-- start --

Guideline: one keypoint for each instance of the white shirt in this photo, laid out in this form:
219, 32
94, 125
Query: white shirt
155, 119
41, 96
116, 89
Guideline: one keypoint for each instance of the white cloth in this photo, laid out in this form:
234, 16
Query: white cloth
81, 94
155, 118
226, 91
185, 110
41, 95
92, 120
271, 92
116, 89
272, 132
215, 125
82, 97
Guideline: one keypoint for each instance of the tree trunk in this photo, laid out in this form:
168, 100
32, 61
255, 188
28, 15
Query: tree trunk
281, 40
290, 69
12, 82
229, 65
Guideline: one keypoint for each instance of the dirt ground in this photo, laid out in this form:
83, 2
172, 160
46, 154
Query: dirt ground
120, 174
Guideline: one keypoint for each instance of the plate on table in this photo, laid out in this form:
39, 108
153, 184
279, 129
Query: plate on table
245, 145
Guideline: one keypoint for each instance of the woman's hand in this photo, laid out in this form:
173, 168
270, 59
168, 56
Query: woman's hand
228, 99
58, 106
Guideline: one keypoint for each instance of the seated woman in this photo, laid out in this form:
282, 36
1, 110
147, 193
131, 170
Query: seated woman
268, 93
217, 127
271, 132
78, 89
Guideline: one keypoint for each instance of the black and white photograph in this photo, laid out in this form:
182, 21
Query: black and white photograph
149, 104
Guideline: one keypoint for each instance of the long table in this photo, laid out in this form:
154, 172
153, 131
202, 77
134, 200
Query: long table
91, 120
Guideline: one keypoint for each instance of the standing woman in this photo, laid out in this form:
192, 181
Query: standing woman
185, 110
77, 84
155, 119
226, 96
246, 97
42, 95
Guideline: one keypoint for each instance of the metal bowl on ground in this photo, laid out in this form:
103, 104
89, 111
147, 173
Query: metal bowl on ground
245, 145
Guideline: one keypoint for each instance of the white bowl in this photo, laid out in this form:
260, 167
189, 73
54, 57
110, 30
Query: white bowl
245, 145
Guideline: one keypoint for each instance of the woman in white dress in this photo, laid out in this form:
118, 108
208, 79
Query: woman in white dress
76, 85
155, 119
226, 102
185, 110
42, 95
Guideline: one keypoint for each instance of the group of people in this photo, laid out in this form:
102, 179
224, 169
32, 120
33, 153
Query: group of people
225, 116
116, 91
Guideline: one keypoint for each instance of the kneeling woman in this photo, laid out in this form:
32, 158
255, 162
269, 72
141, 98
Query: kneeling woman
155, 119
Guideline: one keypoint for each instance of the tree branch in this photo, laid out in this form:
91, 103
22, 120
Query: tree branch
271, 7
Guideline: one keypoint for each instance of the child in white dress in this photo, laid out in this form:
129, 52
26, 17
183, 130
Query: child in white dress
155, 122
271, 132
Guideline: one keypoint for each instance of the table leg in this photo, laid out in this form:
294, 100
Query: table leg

-- end --

* REQUIREMENT: Copy the lines above word for word.

* RESPONSE:
Guideline: one keypoint for each instance of the white shirt in this photo, laid out in this form:
219, 32
94, 125
Query: white shirt
155, 119
41, 96
116, 89
Guideline: one keypoint for each instance of the white cloth in this photo, laid out in this form:
234, 16
Query: white cloth
81, 94
155, 118
226, 91
185, 110
41, 95
92, 120
271, 92
116, 89
272, 132
215, 125
82, 97
Guideline: one keypoint for each instance of the tree trunk in this photo, laid out in this form:
168, 100
32, 61
255, 188
28, 15
Query: tree trunk
281, 40
290, 69
12, 82
229, 65
Guideline: one keypoint for each instance of the dirt ground in this photo, laid out in this form:
83, 2
172, 160
46, 154
Query: dirt ground
120, 174
Guideline: one keypoint for each instance of the plate on table in this photo, laid out in this form:
39, 108
153, 184
279, 129
Query: plate on table
245, 145
Guideline: one keypoint for each instance of the woman's hand in this photo, laid out in this form:
173, 168
270, 59
168, 56
Query: woman's hand
228, 99
58, 106
Guideline: one keypoint for each instance of the seated woman in this photo, laid out in this form:
282, 36
1, 110
147, 193
131, 170
Query: seated woman
268, 93
217, 127
271, 132
78, 89
Guideline: one keypoint for each instance of the black and white photograph in this photo, laid out in this form:
182, 21
Query: black and white photograph
149, 104
Guideline: one keypoint for each instance of the long table in this photo, laid out in this form:
154, 172
153, 131
202, 77
134, 200
Query: long table
91, 120
Guideline: one keypoint for each instance of the standing woman in this photo, laid out in this form:
192, 181
Query: standing woman
185, 110
77, 84
155, 119
226, 96
246, 97
42, 95
Guideline: one keypoint for each instance of the metal bowl on ground in this photo, laid out in this form:
103, 104
89, 111
147, 173
Query: metal bowl on ground
245, 145
Guideline: one keypoint for each instance of the white bowl in this photo, laid out in this form:
260, 167
189, 73
54, 57
110, 30
Query: white bowl
245, 145
Guideline: one keypoint for each instance of the woman in white dress in this photo, laid out in this form:
118, 108
208, 79
Query: woman in white dress
76, 85
155, 119
226, 102
185, 110
42, 95
Guideline: one keypoint for each instance of the group of people in this photo, laid out in this form:
102, 179
224, 169
32, 120
33, 153
Query: group of people
225, 116
116, 91
Guideline: one keypoint for each instance of the kneeling woman in this photo, laid out in this form:
32, 158
255, 162
269, 72
141, 98
Query: kneeling woman
155, 119
Guideline: one keypoint for each instance of the tree branch in this photo, laid out in this form:
91, 103
22, 120
Query: tree branch
271, 7
Guideline: one keypoint for each instance of the child in white dress in this photo, laid out in this form:
129, 52
26, 17
183, 130
Query: child in white dress
155, 122
271, 132
Guideline: one keypoint for each instance of the table leg in this photo, laid out in this form:
294, 100
Query: table leg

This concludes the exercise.